* start STORED RECORDS *

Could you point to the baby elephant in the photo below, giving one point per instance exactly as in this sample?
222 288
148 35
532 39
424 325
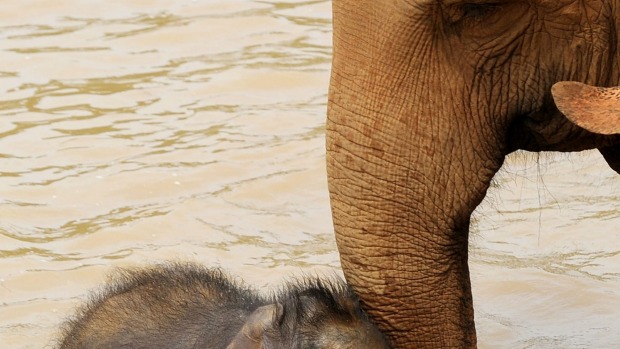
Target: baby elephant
188 306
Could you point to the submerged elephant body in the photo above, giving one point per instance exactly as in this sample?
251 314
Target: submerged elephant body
186 306
426 99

* end STORED RECORDS *

▸ **WHAT IS ASKED**
Reproduce every one of the entries above word for word, leaving out the images.

▸ **ANSWER TO THE TASK**
Could you point to the baby elephant in the photo below, giving one point per instance exactly as in this sample?
222 288
148 35
532 39
424 325
Target: baby elephant
188 306
Could you point to the submerged elephant body in the photo above, giving one point per instance exactly as in this sample?
251 314
Target: submerged elephant body
186 306
426 99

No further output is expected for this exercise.